§ 练习题目:
- a) 根据项目介绍回答下列问题：
(i) 该项目属于哪种项目类型？
(ii) 项目作者的单位是哪里？
(iii) 本项目拟通过哪些手段对新型Ni-Mn-X合金施加压力？
- b) 判断下列说法是否与项目介绍相符，回答“是”或“否”，并引用原文中起决定作用的字句：
(i) 项目金额为52万元。
(ii) 在不含Ga的新型Ni-Mn-X合金中，中间相变已有大量报道。
(iii) 前期预研在施压后的新型Ni-Mn-X合金中观察到了中间相。

§ 项目介绍:
○ ○ ○ ○ ○

Ni-Mn-X(X=In,Sn,Sb)铁磁形状记忆合金的中间相及相关物理性质研究

项目名称： Ni-Mn-X(X=In,Sn,Sb)铁磁形状记忆合金的中间相及相关物理性质研究

项目编号： No.51261022

项目类型： 地区科学基金项目

立项/批准年度： 2013

项目学科： 一般工业技术

项目作者： 马胜灿

作者单位： 江西理工大学

项目金额： 52万元

中文摘要： Ni-Mn-Ga Heusler合金中间相（预马氏体相）以其丰富的物理内涵和潜在的应用前景受到广泛关注，其中强的磁弹耦合是中间相出现的主要原因。但在不含Ga的新型Ni-Mn-X (X=In,Sn,Sb)铁磁形状记忆合金中，中间相变却鲜有报道。研究发现，对Ni-Mn-Ga合金施加压力可以增大其磁弹耦合，使异常声子软化增强，有利于中间相的出现。因此本项目拟以新型Ni-Mn-X合金为研究对象，通过高压退火、退火后预压和退火后拉伸等手段对其施加压力，增强其磁弹耦合。前期预研结果表明，在施压后的新型Ni-Mn-X合金中观察到了中间相。我们将对中间相变规律，中间相表征和中间相变附近相关物理性质及潜在应用等进行研究。此外，根据Landau理论，在系统自由能中引入一项由压力所导致的磁弹耦合增强项，通过理论计算为理解Ni-Mn基铁磁形状记忆合金中间相变发生的物理机制和扩大其应用领域寻找实验和理论支持。

○ ○ ○ ○ ○

§ 所给条目:
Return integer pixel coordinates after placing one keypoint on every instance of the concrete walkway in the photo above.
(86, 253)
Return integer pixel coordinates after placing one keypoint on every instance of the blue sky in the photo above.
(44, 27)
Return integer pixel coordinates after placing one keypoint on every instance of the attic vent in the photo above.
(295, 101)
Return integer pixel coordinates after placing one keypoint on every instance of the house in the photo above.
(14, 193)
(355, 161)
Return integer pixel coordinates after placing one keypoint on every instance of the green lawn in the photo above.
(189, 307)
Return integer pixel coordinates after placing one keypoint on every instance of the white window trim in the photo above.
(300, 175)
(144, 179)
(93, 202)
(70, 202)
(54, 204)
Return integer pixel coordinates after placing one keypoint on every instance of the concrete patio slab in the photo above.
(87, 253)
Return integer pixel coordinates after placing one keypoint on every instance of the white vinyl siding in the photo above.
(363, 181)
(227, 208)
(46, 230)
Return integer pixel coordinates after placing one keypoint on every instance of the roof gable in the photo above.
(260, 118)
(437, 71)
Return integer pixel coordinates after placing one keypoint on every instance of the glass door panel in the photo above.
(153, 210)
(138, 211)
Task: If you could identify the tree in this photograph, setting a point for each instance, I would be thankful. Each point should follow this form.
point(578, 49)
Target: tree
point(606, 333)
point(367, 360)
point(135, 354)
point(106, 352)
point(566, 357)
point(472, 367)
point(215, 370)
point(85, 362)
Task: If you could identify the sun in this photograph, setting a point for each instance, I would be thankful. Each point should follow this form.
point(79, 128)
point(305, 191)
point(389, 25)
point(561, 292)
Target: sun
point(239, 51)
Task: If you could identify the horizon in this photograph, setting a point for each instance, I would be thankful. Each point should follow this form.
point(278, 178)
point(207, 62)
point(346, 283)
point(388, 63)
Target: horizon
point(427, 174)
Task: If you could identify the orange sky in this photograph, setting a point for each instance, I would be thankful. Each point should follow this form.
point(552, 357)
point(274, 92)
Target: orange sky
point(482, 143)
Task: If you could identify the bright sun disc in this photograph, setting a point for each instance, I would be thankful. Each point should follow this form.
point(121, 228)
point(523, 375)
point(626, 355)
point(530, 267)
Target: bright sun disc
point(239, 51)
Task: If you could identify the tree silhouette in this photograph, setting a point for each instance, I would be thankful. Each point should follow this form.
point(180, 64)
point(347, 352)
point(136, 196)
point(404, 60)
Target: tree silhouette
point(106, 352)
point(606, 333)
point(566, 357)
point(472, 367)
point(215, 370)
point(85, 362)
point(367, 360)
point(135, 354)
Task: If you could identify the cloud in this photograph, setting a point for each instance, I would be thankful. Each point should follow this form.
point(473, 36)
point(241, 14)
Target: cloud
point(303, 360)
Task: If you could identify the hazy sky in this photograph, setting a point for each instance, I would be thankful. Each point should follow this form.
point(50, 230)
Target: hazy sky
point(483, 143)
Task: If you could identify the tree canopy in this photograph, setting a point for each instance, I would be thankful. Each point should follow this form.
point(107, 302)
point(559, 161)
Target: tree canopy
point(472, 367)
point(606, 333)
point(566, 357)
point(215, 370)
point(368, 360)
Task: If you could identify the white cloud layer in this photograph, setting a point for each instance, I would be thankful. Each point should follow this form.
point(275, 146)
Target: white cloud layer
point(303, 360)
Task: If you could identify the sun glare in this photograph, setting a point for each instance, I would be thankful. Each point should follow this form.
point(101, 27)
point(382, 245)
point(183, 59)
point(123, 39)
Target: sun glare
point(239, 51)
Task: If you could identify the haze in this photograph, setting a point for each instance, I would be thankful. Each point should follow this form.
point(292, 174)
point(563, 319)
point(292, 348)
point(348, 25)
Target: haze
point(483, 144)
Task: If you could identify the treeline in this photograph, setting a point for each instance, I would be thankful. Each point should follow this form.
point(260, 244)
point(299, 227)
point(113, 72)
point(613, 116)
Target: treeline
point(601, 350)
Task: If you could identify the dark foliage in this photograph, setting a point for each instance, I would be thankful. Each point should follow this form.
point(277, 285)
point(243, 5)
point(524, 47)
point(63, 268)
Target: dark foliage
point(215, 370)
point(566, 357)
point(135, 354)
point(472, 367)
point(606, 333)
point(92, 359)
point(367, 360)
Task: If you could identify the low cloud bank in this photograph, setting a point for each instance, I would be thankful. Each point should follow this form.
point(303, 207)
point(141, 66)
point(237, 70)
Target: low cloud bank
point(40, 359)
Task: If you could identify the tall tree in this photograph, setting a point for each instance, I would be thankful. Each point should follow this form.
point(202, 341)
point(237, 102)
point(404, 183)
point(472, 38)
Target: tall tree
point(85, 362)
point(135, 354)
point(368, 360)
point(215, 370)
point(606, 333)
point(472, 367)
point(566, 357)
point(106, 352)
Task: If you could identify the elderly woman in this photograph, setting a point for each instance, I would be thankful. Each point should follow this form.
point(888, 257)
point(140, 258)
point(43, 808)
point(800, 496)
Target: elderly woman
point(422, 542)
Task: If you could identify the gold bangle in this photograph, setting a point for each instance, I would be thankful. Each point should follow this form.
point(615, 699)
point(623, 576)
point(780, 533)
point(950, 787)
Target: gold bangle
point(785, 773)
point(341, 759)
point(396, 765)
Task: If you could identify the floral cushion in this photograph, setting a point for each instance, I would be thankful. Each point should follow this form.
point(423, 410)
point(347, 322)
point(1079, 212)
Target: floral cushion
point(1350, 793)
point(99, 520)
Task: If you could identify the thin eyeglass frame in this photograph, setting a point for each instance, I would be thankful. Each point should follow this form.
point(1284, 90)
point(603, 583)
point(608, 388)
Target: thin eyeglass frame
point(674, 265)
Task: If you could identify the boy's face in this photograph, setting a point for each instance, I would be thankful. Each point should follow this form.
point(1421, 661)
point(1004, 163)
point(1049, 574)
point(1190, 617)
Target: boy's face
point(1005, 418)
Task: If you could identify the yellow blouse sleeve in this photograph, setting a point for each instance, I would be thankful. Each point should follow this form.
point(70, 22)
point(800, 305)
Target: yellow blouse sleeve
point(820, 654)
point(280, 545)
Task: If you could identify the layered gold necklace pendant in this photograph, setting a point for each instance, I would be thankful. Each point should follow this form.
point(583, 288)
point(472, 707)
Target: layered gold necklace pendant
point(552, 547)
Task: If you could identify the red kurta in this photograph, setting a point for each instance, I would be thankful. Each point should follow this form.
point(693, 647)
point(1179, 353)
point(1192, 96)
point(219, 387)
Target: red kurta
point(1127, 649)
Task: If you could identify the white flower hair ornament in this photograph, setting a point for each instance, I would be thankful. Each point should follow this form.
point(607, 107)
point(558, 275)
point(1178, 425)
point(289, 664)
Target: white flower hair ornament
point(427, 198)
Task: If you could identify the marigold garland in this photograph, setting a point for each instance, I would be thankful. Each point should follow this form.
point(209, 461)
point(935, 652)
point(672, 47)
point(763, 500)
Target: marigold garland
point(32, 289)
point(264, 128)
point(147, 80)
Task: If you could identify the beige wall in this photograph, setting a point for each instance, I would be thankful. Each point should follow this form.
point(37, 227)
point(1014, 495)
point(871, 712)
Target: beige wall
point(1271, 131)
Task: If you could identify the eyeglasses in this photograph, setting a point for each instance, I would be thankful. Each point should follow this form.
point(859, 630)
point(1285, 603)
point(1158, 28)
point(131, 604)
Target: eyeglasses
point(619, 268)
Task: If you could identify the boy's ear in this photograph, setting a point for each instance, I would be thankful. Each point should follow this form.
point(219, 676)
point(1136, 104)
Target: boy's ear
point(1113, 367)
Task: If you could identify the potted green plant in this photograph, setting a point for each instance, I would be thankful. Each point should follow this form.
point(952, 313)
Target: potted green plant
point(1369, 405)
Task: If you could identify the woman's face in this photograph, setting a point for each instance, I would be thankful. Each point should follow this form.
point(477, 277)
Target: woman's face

○ ○ ○ ○ ○

§ 参考答案:
- a)
(i) 地区科学基金项目
(ii) 江西理工大学
(iii) 高压退火、退火后预压和退火后拉伸

- b)
(i) 是。“项目金额： 52万元”
(ii) 否。“中间相变却鲜有报道”
(iii) 是。“在施压后的新型Ni-Mn-X合金中观察到了中间相”